TASK TO CARRY OUT:
Write the next part of the piece below about Northern Ireland's power-sharing breakdown, picking up after its last sentence.

*** DOCUMENT SEGMENT

Who will run Northern Ireland in the mean time?

Although the first and deputy first ministers are out of their office, other ministers remain in place. However, they cannot take any major decisions, as they require the approval of the executive, which will not meet.

Will an election sort out the problems?

It is just eight months since the last NI Assembly election. In the May 2016 poll, the DUP and Sinn Féin were well ahead of their rivals.

After the new election, negotiations will take place between the parties to see if power-sharing can be restored.

If the DUP and Sinn Féin are again returned as the largest parties (as most observers expect), the disagreement between them is so deep that long and complex negotiations are likely to be needed before they are prepared to go into government with each other again.

What form will negotiations take?

After an election, the parties have three weeks to form an executive. If that deadline runs out - then technically, there should be another election - though few expect that would happen, in reality.

The British and Irish governments have said they are ready to help in any process which could restore stability.

A wide range of unresolved issues could be on the table - the workings of the Stormont Assembly and Executive, the operation of new agencies to investigate Troubles' killings, budgets, the Irish language, a Bill of Rights, the status of Northern Ireland after Brexit, minority rights and lots more.

Image copyright PA
Image caption Arlene Foster has repeatedly refused to resign over her role in the RHI scandal

What if there's no agreement?

If a power-sharing government cannot be re-established, then some other way of governing Northern Ireland will have to be found.

******
*** LISTED RECORDS

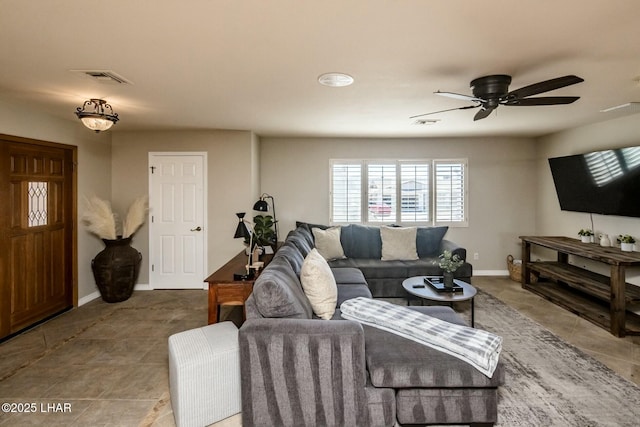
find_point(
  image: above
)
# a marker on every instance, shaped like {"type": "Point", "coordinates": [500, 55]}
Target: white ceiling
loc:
{"type": "Point", "coordinates": [253, 64]}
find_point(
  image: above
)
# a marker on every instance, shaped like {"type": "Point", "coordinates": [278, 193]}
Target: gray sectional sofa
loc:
{"type": "Point", "coordinates": [298, 369]}
{"type": "Point", "coordinates": [362, 247]}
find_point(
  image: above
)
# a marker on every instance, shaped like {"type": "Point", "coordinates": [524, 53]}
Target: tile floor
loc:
{"type": "Point", "coordinates": [106, 364]}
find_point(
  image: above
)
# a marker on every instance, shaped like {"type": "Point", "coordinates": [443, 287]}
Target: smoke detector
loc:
{"type": "Point", "coordinates": [335, 79]}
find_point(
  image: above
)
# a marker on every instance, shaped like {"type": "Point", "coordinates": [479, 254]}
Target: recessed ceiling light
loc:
{"type": "Point", "coordinates": [335, 79]}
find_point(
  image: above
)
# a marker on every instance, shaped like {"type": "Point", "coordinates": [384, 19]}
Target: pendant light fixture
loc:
{"type": "Point", "coordinates": [97, 115]}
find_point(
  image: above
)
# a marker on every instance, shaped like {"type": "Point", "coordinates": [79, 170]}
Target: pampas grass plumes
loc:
{"type": "Point", "coordinates": [136, 215]}
{"type": "Point", "coordinates": [99, 218]}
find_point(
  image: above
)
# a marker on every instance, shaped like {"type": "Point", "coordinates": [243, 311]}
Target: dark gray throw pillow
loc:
{"type": "Point", "coordinates": [428, 240]}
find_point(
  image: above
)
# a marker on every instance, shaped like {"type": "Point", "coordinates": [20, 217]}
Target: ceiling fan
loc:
{"type": "Point", "coordinates": [489, 92]}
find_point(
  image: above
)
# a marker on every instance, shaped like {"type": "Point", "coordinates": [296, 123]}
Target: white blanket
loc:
{"type": "Point", "coordinates": [479, 348]}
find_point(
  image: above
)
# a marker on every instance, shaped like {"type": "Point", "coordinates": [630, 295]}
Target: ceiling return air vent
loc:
{"type": "Point", "coordinates": [104, 76]}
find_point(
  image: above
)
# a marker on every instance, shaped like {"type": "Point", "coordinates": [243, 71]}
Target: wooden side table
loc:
{"type": "Point", "coordinates": [224, 290]}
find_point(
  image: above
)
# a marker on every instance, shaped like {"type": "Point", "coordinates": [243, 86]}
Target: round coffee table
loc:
{"type": "Point", "coordinates": [417, 287]}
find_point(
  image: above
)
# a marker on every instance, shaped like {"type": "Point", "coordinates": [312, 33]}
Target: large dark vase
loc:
{"type": "Point", "coordinates": [116, 269]}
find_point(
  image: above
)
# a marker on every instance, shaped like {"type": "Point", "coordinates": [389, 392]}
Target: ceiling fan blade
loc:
{"type": "Point", "coordinates": [484, 113]}
{"type": "Point", "coordinates": [544, 100]}
{"type": "Point", "coordinates": [458, 96]}
{"type": "Point", "coordinates": [444, 111]}
{"type": "Point", "coordinates": [544, 86]}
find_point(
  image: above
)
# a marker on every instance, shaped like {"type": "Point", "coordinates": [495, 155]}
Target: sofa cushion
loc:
{"type": "Point", "coordinates": [291, 254]}
{"type": "Point", "coordinates": [394, 361]}
{"type": "Point", "coordinates": [398, 243]}
{"type": "Point", "coordinates": [350, 291]}
{"type": "Point", "coordinates": [301, 240]}
{"type": "Point", "coordinates": [277, 292]}
{"type": "Point", "coordinates": [428, 240]}
{"type": "Point", "coordinates": [319, 285]}
{"type": "Point", "coordinates": [361, 241]}
{"type": "Point", "coordinates": [328, 242]}
{"type": "Point", "coordinates": [348, 276]}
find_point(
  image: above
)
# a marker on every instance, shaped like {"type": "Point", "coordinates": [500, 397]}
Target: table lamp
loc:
{"type": "Point", "coordinates": [244, 230]}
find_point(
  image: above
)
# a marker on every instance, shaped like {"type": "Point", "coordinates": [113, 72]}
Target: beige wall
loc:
{"type": "Point", "coordinates": [232, 182]}
{"type": "Point", "coordinates": [94, 169]}
{"type": "Point", "coordinates": [502, 185]}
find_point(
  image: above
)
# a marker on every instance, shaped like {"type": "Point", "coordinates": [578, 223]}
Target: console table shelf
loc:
{"type": "Point", "coordinates": [601, 299]}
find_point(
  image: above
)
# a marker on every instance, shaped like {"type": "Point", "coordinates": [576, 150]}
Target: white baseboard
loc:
{"type": "Point", "coordinates": [88, 298]}
{"type": "Point", "coordinates": [95, 295]}
{"type": "Point", "coordinates": [491, 273]}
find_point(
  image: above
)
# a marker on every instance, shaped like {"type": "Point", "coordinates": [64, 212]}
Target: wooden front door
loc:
{"type": "Point", "coordinates": [37, 215]}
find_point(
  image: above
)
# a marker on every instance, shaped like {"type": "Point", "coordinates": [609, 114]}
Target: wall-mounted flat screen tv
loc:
{"type": "Point", "coordinates": [602, 182]}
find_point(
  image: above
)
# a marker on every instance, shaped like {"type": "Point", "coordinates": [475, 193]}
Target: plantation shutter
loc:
{"type": "Point", "coordinates": [415, 194]}
{"type": "Point", "coordinates": [381, 184]}
{"type": "Point", "coordinates": [450, 192]}
{"type": "Point", "coordinates": [346, 192]}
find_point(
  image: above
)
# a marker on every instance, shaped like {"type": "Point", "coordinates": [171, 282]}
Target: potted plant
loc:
{"type": "Point", "coordinates": [626, 242]}
{"type": "Point", "coordinates": [116, 267]}
{"type": "Point", "coordinates": [449, 263]}
{"type": "Point", "coordinates": [264, 234]}
{"type": "Point", "coordinates": [586, 235]}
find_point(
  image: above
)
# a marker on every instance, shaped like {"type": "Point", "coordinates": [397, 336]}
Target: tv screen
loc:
{"type": "Point", "coordinates": [603, 182]}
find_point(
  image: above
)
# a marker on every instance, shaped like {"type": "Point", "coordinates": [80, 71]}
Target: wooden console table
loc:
{"type": "Point", "coordinates": [224, 290]}
{"type": "Point", "coordinates": [598, 298]}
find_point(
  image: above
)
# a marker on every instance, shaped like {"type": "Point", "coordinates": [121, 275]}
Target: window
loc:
{"type": "Point", "coordinates": [37, 193]}
{"type": "Point", "coordinates": [399, 191]}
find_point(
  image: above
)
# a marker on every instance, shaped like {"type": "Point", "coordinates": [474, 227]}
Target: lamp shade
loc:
{"type": "Point", "coordinates": [261, 206]}
{"type": "Point", "coordinates": [97, 115]}
{"type": "Point", "coordinates": [241, 229]}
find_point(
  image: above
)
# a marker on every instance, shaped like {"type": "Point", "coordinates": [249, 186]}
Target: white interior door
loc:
{"type": "Point", "coordinates": [177, 220]}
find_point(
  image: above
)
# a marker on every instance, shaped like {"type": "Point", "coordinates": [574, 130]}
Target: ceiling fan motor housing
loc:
{"type": "Point", "coordinates": [491, 87]}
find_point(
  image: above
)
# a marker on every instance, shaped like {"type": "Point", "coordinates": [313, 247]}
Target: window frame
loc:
{"type": "Point", "coordinates": [365, 219]}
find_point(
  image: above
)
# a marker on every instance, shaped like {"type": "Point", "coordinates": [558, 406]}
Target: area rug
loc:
{"type": "Point", "coordinates": [549, 382]}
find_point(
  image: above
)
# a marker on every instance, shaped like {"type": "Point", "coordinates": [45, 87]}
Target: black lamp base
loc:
{"type": "Point", "coordinates": [243, 275]}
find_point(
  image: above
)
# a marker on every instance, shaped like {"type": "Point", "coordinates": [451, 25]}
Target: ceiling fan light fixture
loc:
{"type": "Point", "coordinates": [335, 79]}
{"type": "Point", "coordinates": [97, 115]}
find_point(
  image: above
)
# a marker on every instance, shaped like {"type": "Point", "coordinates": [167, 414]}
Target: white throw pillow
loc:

******

RESPONSE BOX:
The last time devolution was suspended, there was direct rule from Westminster - ministers from the British government took over Stormont departments.

Nationalists are calling for a form of "joint authority", where the British and Irish governments share responsibility for running Northern Ireland. But unionists will be hostile to that idea.

The Northern Ireland Secretary James Brokenshire has said he is not contemplating any alternatives to devolved government.

What difference is this making to life in Northern Ireland?

The political crisis is affecting many areas of life.

A Stormont plan to tackle hospital waiting lists cannot go ahead without an Executive.

The uncertainty over who will be making government decisions in a few weeks' time is causing concern among public sector workers.

And business leaders are worried the instability could affect overseas investment.

There is a question mark over who will speak for Northern Ireland as the UK begins the process of leaving the EU.

While there has been a degree of public indifference to previous crisis situations at Stormont - the impending collapse of the executive is generating lots of talk - and unease.